*** Input data ***

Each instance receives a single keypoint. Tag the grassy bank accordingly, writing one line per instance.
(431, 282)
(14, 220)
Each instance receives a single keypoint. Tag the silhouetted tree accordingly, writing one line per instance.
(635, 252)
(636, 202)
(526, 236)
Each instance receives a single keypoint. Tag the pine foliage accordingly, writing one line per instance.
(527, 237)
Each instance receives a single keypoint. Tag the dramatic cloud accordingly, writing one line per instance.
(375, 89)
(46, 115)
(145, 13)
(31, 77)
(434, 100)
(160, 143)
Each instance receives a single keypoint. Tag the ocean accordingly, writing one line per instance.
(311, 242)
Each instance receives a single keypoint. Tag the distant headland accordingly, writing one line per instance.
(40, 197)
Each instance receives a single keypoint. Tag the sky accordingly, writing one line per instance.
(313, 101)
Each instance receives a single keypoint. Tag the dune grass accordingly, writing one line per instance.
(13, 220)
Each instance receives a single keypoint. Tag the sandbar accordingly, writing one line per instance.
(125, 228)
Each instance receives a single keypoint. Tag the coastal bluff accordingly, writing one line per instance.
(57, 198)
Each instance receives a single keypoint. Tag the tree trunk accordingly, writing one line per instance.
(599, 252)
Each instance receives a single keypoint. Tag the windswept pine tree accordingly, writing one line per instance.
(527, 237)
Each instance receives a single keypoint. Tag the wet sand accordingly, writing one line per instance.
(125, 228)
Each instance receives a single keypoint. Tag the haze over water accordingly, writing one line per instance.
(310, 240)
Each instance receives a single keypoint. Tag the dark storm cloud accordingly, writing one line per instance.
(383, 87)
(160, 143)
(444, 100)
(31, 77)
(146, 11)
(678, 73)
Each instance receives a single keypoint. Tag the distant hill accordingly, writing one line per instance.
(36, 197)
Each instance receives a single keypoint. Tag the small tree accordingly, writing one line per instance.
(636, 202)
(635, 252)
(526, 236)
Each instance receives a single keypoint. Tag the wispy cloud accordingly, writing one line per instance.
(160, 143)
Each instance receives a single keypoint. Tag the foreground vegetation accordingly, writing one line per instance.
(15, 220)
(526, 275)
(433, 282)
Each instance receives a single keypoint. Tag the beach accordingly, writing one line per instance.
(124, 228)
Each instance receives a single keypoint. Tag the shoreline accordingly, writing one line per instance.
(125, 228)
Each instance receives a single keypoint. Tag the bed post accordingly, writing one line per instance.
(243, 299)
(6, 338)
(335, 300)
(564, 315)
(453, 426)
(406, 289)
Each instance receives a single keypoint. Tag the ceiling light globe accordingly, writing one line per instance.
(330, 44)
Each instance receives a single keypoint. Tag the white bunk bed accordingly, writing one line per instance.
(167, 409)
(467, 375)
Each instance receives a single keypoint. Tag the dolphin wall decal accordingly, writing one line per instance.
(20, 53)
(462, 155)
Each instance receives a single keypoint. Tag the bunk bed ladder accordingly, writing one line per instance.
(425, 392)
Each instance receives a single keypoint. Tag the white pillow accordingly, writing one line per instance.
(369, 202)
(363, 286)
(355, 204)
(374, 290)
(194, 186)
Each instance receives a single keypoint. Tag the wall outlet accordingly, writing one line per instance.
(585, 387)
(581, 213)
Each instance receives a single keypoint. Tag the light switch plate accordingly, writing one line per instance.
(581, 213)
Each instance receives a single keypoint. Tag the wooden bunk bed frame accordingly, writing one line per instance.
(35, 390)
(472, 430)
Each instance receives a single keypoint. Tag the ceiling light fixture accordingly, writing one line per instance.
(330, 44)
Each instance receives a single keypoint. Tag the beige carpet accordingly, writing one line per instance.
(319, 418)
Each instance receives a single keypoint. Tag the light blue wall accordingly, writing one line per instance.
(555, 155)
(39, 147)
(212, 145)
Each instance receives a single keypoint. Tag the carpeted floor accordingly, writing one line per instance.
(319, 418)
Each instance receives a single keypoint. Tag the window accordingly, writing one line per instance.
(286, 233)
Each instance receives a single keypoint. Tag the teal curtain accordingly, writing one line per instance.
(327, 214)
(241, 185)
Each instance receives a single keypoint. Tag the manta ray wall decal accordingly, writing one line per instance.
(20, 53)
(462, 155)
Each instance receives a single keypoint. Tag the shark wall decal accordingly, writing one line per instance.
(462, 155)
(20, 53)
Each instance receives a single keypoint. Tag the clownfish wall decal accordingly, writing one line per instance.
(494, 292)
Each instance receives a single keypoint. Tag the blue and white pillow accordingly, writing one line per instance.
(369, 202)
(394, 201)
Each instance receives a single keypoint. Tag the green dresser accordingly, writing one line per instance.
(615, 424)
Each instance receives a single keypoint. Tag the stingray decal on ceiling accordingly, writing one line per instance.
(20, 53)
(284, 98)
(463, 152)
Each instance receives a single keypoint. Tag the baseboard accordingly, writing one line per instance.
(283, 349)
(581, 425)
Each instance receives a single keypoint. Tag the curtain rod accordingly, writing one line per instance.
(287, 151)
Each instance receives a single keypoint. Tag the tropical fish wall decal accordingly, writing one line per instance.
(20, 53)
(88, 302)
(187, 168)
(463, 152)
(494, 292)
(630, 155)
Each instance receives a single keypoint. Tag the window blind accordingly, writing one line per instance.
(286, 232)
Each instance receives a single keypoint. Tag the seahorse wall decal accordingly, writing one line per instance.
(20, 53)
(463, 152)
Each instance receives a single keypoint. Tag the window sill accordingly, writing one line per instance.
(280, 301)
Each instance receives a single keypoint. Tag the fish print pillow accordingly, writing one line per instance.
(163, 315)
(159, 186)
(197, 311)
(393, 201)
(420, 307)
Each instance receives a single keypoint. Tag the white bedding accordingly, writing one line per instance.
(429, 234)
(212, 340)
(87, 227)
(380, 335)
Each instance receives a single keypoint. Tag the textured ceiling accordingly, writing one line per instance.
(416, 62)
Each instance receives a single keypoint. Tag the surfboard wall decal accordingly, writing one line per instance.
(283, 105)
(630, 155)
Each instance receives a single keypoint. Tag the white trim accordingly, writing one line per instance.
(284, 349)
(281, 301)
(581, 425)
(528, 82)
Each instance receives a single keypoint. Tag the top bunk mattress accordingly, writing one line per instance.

***

• _What the task requires_
Using the data above, output each line exactly.

• _The answer_
Each instance receives a single keypoint. Tag the grassy bank accordingly, writing one line per instance.
(431, 282)
(14, 220)
Each instance receives a single keypoint. Tag the silhouetted tree accordingly, writing one line per instance.
(635, 252)
(636, 202)
(526, 236)
Each instance receives a single keypoint. Tag the pine foliage accordingly, writing one line per instance.
(527, 237)
Each instance receives a single keypoint. Tag the dramatic cloud accordingly, writing one line per instance.
(375, 89)
(46, 115)
(145, 13)
(31, 77)
(434, 100)
(160, 143)
Each instance receives a single keypoint. Tag the ocean accordingly, writing one line per instance.
(311, 242)
Each instance receives a single keypoint. Tag the distant headland accordingly, writing one line per instance.
(40, 197)
Each instance receives a single keypoint. Tag the sky accordingly, writing one line per instance.
(313, 101)
Each instance receives a single keypoint. Tag the dune grass accordingly, writing one line per instance.
(13, 220)
Each instance receives a single keypoint. Tag the sandbar accordingly, writing one line per instance.
(125, 228)
Each instance receives a single keypoint. Tag the coastal bluff accordingly, writing one line per instance.
(57, 198)
Each instance receives a single keypoint. Tag the tree trunk accordingly, writing one line per instance.
(599, 252)
Each instance receives a single keypoint. Tag the windswept pine tree accordingly, writing one line per instance.
(527, 237)
Each instance receives a single keypoint. Tag the wet sand accordingly, writing one line per instance.
(125, 228)
Each instance receives a single keypoint. Tag the haze over water accordingly, writing one line per instance.
(310, 240)
Each instance receives a single keypoint. Tag the dark storm cloud accordingly, writing one line per instance.
(383, 87)
(160, 143)
(444, 100)
(31, 77)
(146, 11)
(678, 73)
Each instance receives a single keypoint. Tag the distant hill accordingly, writing one line per instance.
(36, 197)
Each instance receives a single keypoint. Tag the small tree accordingly, writing one line per instance.
(636, 202)
(635, 252)
(526, 236)
Each instance receives a single keypoint. Tag the wispy cloud accordingly, writing one line per instance.
(160, 143)
Each instance receives a single keypoint. Tag the foreground vegetation accordingly, writing one line per instance.
(15, 220)
(526, 275)
(433, 282)
Each instance receives a single keypoint. Tag the beach accordingly, writing one line per instance.
(124, 228)
Each instance receives a single keypoint. Tag the shoreline accordingly, writing one line per instance.
(125, 228)
Each instance receives a single keypoint. Tag the bed post accordingly, writing one line per instance.
(243, 299)
(6, 338)
(335, 300)
(564, 315)
(453, 426)
(406, 289)
Each instance receives a single keypoint. Tag the ceiling light globe accordingly, writing one line per instance.
(330, 44)
Each instance receives a single keypoint. Tag the white bunk bed accordingly, writing one line per instance.
(167, 409)
(467, 375)
Each instance receives a single keypoint. Tag the dolphin wall decal accordingly, writing one line per instance.
(20, 53)
(462, 155)
Each instance receives a single keypoint. Tag the bunk bed ladder accordingly, writing one line per instance.
(425, 392)
Each instance receives a single keypoint. Tag the white pillow accordingly, writing one line per instance.
(369, 202)
(363, 286)
(355, 204)
(374, 290)
(194, 186)
Each instance receives a single keypoint. Tag the wall outlet accordingly, writing one line per instance.
(585, 387)
(581, 213)
Each instance receives a single keypoint. Tag the light switch plate accordingly, writing one line per instance.
(581, 213)
Each instance receives a single keypoint. Tag the wooden bunk bed frame accordingly, writing one line per instance.
(35, 390)
(472, 430)
Each instance receives a single keypoint. Tag the ceiling light fixture accordingly, writing one line per instance.
(330, 44)
Each instance receives a single keypoint. Tag the beige carpet accordingly, writing one line per instance.
(319, 418)
Each instance receives a single keypoint. Tag the light blue wall accordingly, writing one line per instance.
(555, 155)
(39, 147)
(212, 145)
Each instance receives a single keypoint. Tag the carpeted floor accordingly, writing one line per instance.
(319, 418)
Each instance receives a single keypoint. Tag the window accordingly, writing one line per instance.
(286, 233)
Each instance receives a single keypoint. Tag the teal curtain accordingly, writing one line per instance.
(327, 214)
(241, 185)
Each instance receives a single keypoint. Tag the manta ray wall decal accordingly, writing one line per instance.
(20, 53)
(462, 155)
Each instance receives a single keypoint. Tag the shark wall decal accordingly, writing one line per instance.
(462, 155)
(20, 53)
Each instance receives a single keypoint. Tag the clownfish wall decal accordingly, writing one line per instance.
(494, 292)
Each instance receives a single keypoint. Tag the blue and white pillow accordingly, writing one line per instance.
(369, 202)
(394, 201)
Each instance receives a single keypoint. Tag the green dresser accordingly, writing one line per instance.
(615, 424)
Each instance receives a single keypoint. Tag the stingray decal on ceiling accordingly, writing one line per instance.
(20, 53)
(284, 98)
(463, 152)
Each instance receives a single keypoint. Tag the baseboard accordingly, writing one line per instance.
(283, 349)
(581, 425)
Each instance receives a single keypoint. Tag the curtain rod accordingly, writing one line per instance.
(287, 151)
Each instance receives a single keypoint. Tag the tropical fish wall decal accordingly, writing one line per instance.
(20, 53)
(88, 302)
(187, 168)
(463, 152)
(494, 292)
(630, 155)
Each instance receives a single keypoint. Tag the window blind accordingly, writing one line per instance.
(286, 232)
Each instance receives a single keypoint. Tag the seahorse wall decal accordingly, writing one line per instance.
(20, 53)
(463, 152)
Each instance receives a single keypoint. Tag the window sill accordingly, writing one line per instance.
(280, 301)
Each instance receives a single keypoint. Tag the fish print pillow accordingly, writing one line per instance.
(163, 315)
(159, 186)
(197, 311)
(393, 201)
(420, 307)
Each instance receives a single keypoint. Tag the white bedding accordingly, writing one line per instance.
(429, 234)
(212, 340)
(87, 227)
(380, 335)
Each instance receives a single keypoint. Tag the textured ceiling accordingly, writing one line per instance.
(416, 62)
Each instance receives a single keypoint. Tag the surfboard wall decal accordingly, writing one line per instance.
(283, 105)
(630, 155)
Each instance receives a single keypoint. Tag the white trim accordingly, writing one line per instance.
(284, 349)
(281, 301)
(581, 425)
(528, 82)
Each instance receives a single keypoint. Tag the top bunk mattress accordingly, writing one line per instance.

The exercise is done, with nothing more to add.